--- Start EXERCISE MATERIALS ---
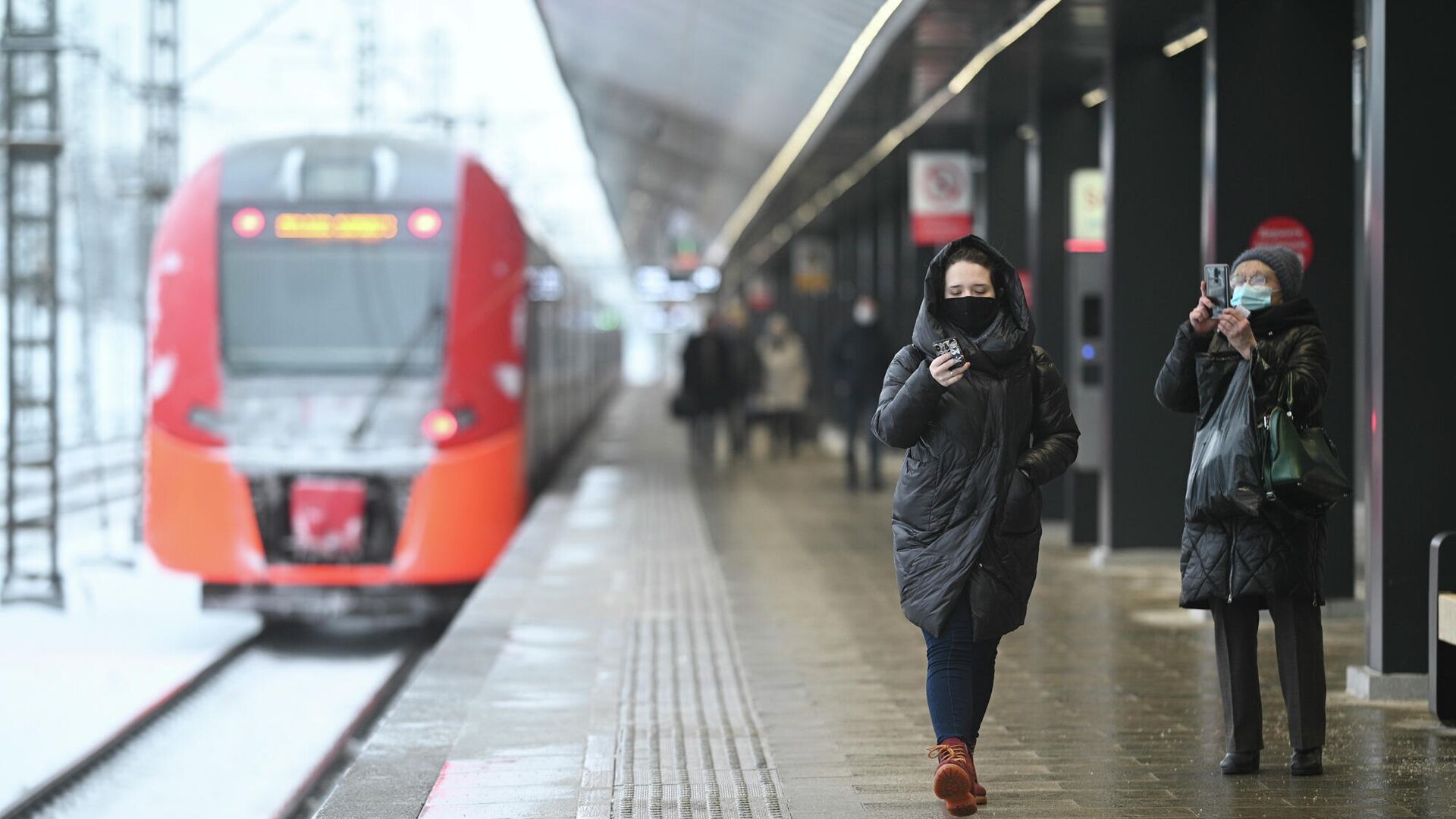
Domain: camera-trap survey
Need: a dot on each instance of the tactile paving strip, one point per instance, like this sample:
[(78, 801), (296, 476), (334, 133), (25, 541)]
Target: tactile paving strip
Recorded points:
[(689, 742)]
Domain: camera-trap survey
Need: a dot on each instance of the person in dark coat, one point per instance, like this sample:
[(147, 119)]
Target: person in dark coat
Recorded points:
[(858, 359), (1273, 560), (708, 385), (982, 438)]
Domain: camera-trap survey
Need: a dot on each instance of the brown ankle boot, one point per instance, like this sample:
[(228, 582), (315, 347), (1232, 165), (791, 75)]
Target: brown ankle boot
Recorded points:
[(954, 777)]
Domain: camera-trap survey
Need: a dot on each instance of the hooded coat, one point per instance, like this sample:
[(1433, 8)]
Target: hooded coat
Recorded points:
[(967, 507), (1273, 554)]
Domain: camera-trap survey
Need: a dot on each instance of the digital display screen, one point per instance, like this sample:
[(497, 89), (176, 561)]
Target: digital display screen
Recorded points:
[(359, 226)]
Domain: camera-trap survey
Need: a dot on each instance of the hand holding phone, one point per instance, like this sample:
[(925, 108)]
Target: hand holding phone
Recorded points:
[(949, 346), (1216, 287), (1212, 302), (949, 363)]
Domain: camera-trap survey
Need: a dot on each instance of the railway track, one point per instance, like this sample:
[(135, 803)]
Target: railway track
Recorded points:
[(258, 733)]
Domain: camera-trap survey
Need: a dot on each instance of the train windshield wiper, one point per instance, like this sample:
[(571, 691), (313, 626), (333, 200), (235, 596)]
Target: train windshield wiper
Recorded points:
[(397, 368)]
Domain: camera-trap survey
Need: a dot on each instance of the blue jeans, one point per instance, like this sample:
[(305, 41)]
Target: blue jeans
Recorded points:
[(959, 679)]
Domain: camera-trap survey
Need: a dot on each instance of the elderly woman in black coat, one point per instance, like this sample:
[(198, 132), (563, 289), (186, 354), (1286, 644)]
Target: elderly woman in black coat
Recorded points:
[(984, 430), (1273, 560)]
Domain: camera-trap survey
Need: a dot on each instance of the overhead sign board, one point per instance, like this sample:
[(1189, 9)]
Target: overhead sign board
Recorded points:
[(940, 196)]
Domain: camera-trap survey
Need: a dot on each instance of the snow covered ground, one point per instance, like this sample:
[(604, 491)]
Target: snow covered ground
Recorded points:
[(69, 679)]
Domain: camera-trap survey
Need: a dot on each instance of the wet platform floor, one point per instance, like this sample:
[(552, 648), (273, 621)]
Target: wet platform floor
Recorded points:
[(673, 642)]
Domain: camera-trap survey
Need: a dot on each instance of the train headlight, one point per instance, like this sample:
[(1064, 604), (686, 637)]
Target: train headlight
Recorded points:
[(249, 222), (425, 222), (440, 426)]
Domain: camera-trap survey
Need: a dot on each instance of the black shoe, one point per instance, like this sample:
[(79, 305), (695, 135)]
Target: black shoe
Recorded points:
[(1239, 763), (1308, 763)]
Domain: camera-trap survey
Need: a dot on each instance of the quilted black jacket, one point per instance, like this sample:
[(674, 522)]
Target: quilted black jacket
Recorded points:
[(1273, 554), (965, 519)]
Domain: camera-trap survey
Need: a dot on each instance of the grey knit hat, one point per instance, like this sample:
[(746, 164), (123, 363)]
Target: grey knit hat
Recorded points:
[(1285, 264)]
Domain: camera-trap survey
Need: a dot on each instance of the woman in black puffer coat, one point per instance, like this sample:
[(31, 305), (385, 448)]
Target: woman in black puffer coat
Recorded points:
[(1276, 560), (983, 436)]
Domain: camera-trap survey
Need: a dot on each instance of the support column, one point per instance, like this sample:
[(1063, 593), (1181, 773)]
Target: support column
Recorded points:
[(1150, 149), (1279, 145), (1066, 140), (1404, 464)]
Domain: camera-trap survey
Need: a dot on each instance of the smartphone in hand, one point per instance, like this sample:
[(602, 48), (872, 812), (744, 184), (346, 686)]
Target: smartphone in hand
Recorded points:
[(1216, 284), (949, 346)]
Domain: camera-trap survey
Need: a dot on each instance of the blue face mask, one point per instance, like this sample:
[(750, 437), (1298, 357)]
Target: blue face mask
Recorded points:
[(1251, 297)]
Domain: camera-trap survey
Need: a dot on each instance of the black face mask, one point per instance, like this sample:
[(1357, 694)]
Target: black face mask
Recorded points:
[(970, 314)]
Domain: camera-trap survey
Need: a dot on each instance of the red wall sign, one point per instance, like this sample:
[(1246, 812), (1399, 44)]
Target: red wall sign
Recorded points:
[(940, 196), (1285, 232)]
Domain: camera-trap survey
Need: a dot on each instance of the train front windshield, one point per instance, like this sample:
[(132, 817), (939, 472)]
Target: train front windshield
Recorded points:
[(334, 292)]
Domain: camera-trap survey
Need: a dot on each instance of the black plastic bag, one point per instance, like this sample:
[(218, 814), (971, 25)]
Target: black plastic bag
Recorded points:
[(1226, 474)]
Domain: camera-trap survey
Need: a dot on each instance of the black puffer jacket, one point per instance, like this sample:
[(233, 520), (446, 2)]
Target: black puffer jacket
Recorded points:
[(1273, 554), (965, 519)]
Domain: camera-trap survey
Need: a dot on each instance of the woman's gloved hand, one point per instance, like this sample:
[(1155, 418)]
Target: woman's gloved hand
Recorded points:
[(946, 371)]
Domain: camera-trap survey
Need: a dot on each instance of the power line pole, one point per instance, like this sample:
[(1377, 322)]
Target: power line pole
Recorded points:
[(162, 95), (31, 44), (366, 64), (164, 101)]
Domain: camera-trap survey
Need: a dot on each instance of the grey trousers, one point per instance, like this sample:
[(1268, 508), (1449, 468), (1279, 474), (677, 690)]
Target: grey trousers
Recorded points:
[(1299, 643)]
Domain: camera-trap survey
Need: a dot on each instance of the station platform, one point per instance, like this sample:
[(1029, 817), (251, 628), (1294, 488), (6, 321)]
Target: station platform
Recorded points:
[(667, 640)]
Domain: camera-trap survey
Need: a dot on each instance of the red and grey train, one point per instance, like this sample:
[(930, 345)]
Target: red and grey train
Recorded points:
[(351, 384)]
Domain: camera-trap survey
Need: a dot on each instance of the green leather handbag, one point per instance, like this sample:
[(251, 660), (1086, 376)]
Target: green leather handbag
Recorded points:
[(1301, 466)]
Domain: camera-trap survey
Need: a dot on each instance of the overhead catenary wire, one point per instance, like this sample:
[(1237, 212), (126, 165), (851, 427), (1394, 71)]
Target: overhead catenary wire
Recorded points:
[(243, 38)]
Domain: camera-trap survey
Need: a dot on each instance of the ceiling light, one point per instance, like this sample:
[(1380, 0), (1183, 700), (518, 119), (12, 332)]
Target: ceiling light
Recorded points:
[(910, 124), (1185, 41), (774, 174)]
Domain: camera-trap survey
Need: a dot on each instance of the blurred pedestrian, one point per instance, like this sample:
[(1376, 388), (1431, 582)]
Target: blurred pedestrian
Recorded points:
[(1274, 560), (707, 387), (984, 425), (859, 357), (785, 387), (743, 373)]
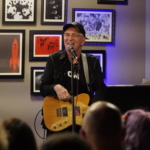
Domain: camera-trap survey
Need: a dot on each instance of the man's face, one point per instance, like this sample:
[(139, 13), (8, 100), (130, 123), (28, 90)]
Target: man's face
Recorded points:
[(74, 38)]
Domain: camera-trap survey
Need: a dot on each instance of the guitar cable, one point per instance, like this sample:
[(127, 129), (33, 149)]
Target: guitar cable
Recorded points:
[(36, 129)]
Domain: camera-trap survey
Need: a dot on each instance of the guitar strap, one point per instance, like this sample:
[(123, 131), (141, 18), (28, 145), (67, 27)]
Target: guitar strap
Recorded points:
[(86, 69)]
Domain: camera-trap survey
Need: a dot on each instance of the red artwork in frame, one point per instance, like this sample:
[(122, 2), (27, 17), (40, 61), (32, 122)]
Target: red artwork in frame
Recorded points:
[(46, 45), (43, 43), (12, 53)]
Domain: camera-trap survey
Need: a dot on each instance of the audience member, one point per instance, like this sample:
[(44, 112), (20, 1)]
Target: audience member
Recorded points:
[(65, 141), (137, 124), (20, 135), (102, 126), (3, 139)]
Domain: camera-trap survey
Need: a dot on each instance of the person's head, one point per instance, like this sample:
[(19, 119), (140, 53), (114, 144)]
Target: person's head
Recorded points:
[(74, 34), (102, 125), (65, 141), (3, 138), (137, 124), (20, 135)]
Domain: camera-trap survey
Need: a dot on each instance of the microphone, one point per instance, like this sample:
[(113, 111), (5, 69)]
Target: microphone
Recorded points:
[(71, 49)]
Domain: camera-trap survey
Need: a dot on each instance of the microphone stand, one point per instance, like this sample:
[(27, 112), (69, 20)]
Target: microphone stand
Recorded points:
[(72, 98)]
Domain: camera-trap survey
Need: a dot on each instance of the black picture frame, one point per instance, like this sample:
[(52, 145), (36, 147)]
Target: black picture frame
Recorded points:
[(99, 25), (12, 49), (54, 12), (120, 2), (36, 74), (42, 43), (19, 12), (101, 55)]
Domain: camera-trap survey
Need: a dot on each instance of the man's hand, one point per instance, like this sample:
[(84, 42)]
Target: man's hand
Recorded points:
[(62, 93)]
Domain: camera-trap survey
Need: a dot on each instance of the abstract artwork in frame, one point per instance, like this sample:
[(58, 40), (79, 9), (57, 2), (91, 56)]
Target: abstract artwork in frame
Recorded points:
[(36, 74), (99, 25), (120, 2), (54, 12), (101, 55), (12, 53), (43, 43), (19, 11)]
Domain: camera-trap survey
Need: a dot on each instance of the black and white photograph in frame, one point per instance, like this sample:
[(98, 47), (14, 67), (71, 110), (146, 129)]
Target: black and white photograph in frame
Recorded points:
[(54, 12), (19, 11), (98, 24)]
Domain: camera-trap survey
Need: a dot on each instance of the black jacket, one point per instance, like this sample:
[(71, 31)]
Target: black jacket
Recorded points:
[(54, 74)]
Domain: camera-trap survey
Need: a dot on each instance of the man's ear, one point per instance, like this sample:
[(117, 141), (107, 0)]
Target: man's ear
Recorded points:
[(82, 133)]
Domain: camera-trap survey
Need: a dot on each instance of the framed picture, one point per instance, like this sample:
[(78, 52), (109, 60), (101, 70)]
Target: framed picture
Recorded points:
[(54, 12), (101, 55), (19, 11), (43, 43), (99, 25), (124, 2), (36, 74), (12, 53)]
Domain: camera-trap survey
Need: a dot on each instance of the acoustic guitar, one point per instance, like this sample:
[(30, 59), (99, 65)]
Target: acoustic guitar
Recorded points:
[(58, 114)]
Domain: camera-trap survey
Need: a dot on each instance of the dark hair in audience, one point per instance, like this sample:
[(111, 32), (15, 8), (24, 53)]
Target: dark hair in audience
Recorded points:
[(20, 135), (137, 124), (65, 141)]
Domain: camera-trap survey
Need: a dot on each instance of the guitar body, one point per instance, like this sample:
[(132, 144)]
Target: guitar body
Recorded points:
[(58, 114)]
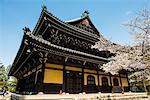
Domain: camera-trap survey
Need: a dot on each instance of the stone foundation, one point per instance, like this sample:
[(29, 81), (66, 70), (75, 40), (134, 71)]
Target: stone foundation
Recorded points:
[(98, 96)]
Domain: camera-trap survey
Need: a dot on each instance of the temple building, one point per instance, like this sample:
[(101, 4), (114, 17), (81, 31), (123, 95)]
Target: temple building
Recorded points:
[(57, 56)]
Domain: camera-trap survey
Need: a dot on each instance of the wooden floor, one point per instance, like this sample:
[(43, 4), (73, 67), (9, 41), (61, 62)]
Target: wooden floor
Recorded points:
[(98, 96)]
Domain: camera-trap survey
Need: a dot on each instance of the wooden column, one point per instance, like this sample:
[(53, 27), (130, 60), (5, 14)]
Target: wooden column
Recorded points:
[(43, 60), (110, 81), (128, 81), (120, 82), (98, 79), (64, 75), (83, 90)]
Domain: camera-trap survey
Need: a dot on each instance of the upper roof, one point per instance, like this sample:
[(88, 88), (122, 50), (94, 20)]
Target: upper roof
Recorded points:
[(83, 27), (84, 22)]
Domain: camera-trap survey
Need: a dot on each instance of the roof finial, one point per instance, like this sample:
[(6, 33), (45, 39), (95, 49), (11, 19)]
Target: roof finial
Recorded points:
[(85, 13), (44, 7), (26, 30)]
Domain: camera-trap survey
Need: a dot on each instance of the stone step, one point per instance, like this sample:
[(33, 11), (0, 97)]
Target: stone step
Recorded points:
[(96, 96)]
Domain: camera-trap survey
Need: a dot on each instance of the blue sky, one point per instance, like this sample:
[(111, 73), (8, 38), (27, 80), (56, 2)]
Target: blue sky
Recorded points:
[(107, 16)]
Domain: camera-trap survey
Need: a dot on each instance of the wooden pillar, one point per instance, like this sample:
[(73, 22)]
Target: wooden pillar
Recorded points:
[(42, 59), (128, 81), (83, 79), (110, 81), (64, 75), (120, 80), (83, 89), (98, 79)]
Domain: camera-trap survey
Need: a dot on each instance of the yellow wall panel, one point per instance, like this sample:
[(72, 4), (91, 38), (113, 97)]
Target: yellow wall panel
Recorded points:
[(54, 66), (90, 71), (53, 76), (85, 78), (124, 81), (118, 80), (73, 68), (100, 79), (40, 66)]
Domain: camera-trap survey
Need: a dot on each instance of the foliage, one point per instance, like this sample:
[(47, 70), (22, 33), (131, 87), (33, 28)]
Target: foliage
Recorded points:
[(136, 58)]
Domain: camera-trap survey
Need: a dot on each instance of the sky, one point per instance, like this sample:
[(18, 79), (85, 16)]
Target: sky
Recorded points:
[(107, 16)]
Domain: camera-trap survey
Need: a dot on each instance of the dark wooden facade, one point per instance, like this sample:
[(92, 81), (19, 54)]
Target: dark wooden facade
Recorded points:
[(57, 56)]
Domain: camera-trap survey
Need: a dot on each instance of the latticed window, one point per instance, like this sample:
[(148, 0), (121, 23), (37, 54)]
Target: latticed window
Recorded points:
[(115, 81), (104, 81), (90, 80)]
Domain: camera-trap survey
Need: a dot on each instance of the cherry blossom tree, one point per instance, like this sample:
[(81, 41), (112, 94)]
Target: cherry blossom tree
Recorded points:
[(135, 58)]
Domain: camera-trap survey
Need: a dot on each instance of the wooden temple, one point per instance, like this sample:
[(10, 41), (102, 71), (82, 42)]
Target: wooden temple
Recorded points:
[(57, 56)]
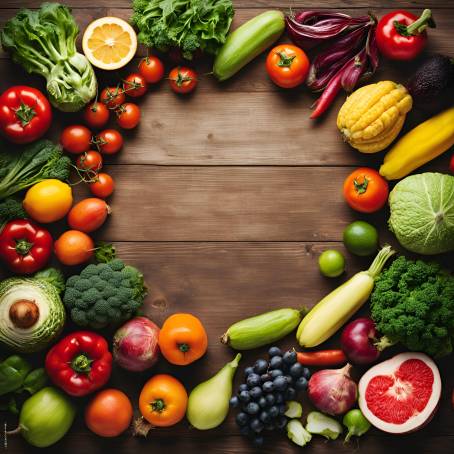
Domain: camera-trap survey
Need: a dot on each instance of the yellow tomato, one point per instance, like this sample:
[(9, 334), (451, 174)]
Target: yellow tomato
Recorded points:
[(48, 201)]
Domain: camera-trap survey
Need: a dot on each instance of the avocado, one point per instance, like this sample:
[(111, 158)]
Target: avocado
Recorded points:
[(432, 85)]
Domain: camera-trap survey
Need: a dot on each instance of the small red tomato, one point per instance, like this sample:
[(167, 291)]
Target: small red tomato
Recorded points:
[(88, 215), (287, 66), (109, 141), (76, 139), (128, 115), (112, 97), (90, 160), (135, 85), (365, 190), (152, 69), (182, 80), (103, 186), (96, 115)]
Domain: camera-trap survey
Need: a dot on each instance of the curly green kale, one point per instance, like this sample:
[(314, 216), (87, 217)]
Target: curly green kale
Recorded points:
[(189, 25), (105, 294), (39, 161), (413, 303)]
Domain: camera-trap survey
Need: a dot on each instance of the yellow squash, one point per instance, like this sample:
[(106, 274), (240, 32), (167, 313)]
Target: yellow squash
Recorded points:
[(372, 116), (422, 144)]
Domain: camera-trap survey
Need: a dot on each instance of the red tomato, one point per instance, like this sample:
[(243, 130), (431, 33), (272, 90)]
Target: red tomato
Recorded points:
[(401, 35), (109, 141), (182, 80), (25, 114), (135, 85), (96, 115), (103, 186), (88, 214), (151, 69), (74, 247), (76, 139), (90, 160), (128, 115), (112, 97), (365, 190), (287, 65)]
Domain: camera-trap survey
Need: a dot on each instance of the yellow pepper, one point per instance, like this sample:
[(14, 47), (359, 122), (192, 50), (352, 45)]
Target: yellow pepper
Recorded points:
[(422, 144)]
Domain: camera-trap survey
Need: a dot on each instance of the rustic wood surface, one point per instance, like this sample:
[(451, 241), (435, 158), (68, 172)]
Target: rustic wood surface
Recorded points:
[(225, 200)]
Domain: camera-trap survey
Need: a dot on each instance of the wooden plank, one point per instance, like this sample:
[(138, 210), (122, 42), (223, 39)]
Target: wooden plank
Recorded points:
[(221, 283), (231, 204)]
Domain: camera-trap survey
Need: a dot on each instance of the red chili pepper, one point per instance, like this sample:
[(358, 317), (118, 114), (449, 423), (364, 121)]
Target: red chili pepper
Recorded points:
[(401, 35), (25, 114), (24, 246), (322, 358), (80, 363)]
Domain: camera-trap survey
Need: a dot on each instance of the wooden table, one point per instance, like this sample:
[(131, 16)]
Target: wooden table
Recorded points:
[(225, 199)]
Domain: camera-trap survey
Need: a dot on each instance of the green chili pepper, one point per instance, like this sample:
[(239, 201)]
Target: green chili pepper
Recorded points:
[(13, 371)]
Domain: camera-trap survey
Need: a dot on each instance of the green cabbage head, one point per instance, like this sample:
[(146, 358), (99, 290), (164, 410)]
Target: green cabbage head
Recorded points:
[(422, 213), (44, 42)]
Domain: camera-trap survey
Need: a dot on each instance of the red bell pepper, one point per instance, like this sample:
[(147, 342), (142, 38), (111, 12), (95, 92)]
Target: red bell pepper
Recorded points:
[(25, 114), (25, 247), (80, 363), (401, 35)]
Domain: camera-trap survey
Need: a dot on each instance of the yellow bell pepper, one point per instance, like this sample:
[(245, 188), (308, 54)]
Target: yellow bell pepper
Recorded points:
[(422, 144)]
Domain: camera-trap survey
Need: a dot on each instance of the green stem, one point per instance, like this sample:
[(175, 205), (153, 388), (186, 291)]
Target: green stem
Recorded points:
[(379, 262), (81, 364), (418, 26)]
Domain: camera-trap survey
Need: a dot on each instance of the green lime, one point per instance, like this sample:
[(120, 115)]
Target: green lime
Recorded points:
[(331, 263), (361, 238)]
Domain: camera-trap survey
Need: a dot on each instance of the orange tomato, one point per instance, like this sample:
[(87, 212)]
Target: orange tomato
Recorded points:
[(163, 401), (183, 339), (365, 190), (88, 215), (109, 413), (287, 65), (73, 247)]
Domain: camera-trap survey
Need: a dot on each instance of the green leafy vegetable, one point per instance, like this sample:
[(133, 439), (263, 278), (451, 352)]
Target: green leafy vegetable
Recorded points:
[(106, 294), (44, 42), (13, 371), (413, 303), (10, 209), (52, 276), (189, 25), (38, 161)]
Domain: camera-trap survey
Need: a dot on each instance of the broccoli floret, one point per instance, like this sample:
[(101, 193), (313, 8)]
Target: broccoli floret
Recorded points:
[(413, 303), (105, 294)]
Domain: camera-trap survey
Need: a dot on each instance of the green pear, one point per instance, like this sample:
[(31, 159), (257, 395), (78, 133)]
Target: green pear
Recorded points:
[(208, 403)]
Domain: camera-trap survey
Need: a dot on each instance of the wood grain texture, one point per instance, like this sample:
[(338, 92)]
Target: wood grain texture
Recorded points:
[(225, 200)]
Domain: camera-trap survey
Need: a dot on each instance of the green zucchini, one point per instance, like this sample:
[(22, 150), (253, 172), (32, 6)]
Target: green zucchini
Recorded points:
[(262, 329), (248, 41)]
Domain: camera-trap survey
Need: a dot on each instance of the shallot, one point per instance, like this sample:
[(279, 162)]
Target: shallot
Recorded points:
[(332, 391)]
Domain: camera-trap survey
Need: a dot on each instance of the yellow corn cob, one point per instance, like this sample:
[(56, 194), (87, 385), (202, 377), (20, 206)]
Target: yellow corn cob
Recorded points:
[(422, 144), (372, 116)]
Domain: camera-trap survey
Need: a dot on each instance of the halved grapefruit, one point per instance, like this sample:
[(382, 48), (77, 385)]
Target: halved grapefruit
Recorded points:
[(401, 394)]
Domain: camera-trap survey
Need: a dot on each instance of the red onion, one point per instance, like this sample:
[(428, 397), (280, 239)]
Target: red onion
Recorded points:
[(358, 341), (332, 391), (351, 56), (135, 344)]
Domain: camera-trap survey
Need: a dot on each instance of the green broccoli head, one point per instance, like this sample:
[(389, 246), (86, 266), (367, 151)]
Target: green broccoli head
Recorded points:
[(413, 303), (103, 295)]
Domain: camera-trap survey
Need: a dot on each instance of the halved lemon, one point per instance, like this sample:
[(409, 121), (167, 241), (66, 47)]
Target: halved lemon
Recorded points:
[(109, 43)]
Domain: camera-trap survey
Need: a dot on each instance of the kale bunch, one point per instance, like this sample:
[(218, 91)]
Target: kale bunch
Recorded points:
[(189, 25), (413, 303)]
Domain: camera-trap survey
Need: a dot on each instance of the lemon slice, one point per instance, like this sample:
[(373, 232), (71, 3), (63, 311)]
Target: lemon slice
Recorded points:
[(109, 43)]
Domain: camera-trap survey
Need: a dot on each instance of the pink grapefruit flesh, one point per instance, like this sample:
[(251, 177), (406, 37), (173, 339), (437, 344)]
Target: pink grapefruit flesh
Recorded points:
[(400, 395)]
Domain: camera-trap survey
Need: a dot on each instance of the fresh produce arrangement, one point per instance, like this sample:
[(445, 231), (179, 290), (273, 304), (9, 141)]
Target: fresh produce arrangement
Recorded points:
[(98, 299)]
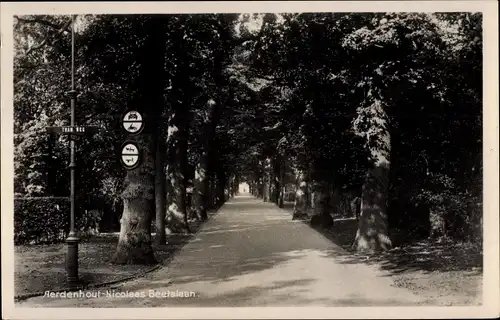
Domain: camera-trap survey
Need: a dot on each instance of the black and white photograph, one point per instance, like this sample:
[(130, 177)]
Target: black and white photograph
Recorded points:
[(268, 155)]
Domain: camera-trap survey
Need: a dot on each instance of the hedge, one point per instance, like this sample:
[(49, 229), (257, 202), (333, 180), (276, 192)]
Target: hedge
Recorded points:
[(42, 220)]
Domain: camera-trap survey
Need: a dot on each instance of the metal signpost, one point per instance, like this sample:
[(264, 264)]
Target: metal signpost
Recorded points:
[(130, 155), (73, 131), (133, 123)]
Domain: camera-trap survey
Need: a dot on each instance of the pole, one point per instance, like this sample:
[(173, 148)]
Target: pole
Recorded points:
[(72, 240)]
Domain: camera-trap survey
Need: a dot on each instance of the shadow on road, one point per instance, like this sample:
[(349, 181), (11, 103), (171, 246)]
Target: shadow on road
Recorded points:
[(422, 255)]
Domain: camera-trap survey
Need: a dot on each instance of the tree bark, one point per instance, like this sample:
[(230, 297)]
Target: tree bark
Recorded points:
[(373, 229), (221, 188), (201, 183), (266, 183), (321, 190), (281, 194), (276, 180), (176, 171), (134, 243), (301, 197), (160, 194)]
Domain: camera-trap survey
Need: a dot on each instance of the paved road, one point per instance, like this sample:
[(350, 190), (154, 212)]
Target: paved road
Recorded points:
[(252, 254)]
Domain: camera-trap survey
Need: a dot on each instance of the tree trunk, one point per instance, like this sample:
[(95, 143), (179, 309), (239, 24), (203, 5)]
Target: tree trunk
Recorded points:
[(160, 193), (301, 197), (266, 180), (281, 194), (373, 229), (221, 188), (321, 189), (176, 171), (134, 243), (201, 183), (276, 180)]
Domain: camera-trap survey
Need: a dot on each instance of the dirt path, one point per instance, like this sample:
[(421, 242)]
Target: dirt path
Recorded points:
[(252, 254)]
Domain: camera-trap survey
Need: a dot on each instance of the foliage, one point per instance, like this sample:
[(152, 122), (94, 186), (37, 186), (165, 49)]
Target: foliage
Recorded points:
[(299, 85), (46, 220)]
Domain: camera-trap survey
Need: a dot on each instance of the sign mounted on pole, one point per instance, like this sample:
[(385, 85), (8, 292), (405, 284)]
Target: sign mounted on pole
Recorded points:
--- End EXERCISE MATERIALS ---
# WHAT THE TASK REQUIRES
Reproduce the rows word for word, beginning with the first line and stopping after the line that contains "[(954, 777)]". Leave the pictures out.

# TASK OUTPUT
Domain: camera-trap survey
Need: a dot on each instance of the tactile paving strip, one point per instance, like this sample:
[(78, 801), (296, 476), (334, 133), (25, 541)]
Target: tactile paving strip
Recorded points:
[(689, 742)]
Domain: camera-trap survey
Need: a dot on each instance of the person in dark coat, one point per instance, like this sample:
[(147, 119)]
Target: person in dark coat
Recorded points:
[(858, 359), (1273, 560), (708, 385), (982, 438)]
Domain: camera-trap survey
Need: a dot on each instance of the brown ankle boot, one point per instance, like this sample:
[(228, 582), (315, 347), (1232, 165), (791, 75)]
Target: brown ankle boot
Recorded points:
[(954, 777)]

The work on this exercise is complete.